What to do »
Copy exactly the last part of the listing below, beginning at the line that contains "From the screenshot above, the rough" and including the final line.
Dataset Start Marker
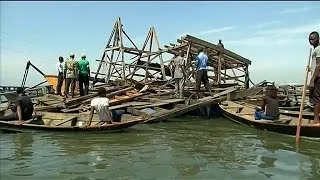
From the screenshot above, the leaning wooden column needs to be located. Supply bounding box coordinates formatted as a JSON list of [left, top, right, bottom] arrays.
[[117, 17, 126, 80], [144, 30, 153, 83], [153, 27, 166, 80], [244, 65, 249, 89], [94, 20, 117, 84], [185, 43, 192, 83]]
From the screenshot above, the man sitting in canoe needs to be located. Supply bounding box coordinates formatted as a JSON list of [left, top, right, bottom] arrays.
[[254, 85, 280, 120], [0, 87, 34, 124], [86, 87, 124, 126]]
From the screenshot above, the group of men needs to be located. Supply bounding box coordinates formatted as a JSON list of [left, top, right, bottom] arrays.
[[170, 43, 223, 99], [56, 53, 91, 98]]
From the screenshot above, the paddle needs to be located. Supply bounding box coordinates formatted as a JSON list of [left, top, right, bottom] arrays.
[[295, 48, 313, 145]]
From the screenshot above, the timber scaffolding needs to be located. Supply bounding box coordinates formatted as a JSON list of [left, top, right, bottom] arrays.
[[93, 17, 252, 89]]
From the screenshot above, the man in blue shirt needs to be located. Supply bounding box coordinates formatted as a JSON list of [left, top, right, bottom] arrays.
[[195, 48, 210, 98]]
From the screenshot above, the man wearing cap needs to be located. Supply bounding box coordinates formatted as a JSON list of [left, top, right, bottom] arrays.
[[56, 56, 64, 96], [64, 53, 78, 98], [0, 87, 34, 123], [78, 54, 90, 96]]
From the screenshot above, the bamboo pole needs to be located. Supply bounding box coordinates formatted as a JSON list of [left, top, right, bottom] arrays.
[[295, 48, 313, 144]]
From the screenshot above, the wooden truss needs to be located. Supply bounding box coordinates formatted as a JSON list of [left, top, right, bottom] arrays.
[[93, 17, 166, 84]]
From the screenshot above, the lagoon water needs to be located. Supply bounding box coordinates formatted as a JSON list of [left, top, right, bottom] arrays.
[[0, 117, 319, 180]]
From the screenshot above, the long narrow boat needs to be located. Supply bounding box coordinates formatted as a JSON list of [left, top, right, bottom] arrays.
[[0, 112, 146, 133], [219, 101, 320, 138]]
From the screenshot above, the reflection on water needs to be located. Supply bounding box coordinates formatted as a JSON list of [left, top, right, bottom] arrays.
[[0, 117, 319, 180]]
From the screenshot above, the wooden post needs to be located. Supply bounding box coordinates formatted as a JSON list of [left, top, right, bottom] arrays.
[[185, 43, 192, 83], [117, 17, 126, 80], [95, 21, 117, 84], [218, 54, 222, 84], [224, 68, 227, 83], [295, 48, 312, 145], [153, 27, 166, 80], [244, 65, 249, 89], [144, 30, 153, 83]]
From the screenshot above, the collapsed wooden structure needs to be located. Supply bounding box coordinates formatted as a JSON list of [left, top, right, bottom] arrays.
[[0, 17, 258, 130], [93, 17, 252, 89]]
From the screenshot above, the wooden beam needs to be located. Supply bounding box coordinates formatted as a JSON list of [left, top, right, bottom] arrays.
[[183, 35, 251, 65]]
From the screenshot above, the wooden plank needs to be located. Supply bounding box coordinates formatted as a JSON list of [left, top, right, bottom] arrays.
[[61, 92, 148, 113], [82, 87, 134, 104], [146, 97, 225, 123], [211, 86, 239, 98], [134, 99, 185, 109], [65, 86, 125, 106], [61, 106, 89, 113], [55, 116, 77, 126]]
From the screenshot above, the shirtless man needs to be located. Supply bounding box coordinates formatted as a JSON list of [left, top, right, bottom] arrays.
[[254, 85, 280, 120], [308, 31, 320, 124]]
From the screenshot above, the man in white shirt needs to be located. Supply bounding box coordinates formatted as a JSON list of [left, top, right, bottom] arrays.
[[56, 56, 64, 95], [87, 87, 113, 126], [308, 31, 320, 124]]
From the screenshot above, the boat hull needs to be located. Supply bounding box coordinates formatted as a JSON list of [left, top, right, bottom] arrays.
[[220, 102, 320, 138], [0, 119, 143, 133]]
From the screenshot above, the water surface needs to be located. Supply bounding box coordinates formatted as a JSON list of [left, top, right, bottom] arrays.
[[1, 117, 319, 180]]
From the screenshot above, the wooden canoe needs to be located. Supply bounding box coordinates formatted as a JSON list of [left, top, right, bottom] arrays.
[[219, 101, 320, 138], [0, 112, 146, 133]]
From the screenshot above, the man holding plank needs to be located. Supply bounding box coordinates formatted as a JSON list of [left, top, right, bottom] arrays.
[[308, 31, 320, 124]]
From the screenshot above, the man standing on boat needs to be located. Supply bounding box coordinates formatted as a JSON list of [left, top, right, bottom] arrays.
[[78, 54, 90, 96], [56, 56, 64, 96], [195, 48, 210, 98], [171, 50, 186, 99], [0, 87, 34, 124], [215, 39, 225, 83], [308, 31, 320, 124], [64, 53, 78, 98]]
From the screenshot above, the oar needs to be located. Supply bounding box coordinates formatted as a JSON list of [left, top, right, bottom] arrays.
[[295, 48, 313, 145]]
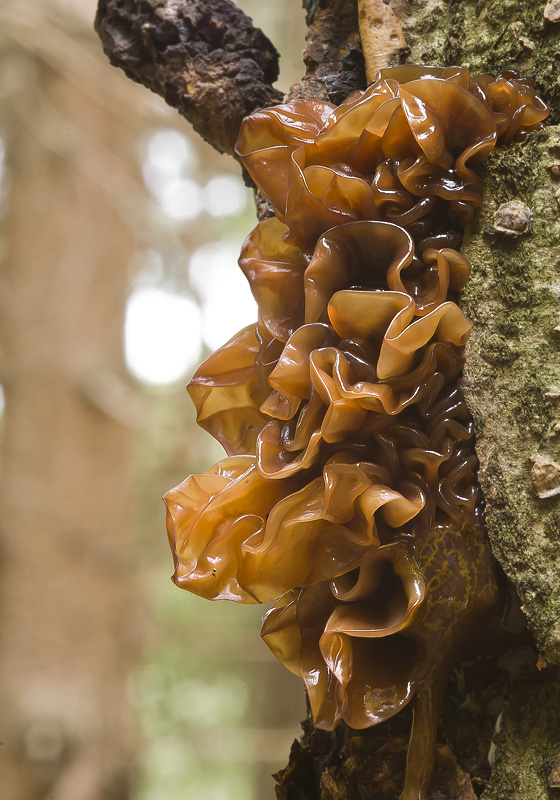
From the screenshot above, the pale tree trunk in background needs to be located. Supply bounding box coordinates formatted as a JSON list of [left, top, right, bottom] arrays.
[[95, 0, 560, 798], [0, 9, 152, 798]]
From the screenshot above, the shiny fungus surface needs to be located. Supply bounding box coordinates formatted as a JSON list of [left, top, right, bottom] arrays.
[[165, 64, 548, 800]]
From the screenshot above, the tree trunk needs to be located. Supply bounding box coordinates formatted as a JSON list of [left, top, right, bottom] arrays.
[[0, 11, 151, 798], [96, 1, 560, 798]]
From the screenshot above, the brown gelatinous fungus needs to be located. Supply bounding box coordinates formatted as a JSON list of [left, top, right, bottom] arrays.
[[187, 324, 270, 456], [470, 71, 549, 144], [164, 65, 548, 800], [262, 542, 425, 729]]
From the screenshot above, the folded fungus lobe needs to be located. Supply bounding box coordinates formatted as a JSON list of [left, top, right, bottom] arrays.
[[164, 64, 547, 800]]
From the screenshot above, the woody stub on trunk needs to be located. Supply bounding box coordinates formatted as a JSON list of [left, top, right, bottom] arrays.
[[96, 1, 560, 798]]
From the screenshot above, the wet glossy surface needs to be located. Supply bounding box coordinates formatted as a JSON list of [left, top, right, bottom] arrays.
[[165, 66, 548, 800]]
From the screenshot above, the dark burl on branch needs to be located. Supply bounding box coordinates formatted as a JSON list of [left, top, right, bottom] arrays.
[[94, 0, 283, 155]]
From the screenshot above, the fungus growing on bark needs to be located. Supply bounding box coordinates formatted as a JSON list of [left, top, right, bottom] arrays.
[[164, 65, 547, 800]]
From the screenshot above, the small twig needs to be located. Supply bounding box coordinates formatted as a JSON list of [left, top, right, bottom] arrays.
[[357, 0, 408, 84]]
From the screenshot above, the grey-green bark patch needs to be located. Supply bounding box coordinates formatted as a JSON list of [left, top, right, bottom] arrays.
[[460, 126, 560, 666], [459, 129, 560, 799], [396, 0, 560, 124], [484, 670, 560, 800]]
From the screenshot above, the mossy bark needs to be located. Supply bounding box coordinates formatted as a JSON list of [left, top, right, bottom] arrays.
[[403, 2, 560, 797], [461, 127, 560, 666], [457, 121, 560, 800]]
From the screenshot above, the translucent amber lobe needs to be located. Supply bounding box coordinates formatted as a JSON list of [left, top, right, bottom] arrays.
[[470, 70, 549, 144], [262, 542, 426, 730], [187, 324, 269, 456], [238, 217, 307, 342], [166, 453, 425, 604], [261, 522, 497, 735], [164, 456, 295, 602], [235, 99, 335, 217], [254, 308, 469, 479], [167, 65, 549, 800]]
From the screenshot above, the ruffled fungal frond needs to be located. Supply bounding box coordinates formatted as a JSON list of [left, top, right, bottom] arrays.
[[167, 65, 547, 792]]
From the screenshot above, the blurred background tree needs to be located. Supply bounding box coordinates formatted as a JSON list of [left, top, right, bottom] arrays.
[[0, 1, 306, 799]]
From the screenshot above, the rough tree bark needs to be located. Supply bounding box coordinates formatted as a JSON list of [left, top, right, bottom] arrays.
[[96, 1, 560, 798]]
Dataset End Marker
Response area »
From the screenshot above, the rough tree bark needs to be located. Supply bounding box coordinates formatted as a JSON list of [left, top, right, bottom] arrays.
[[96, 1, 560, 798]]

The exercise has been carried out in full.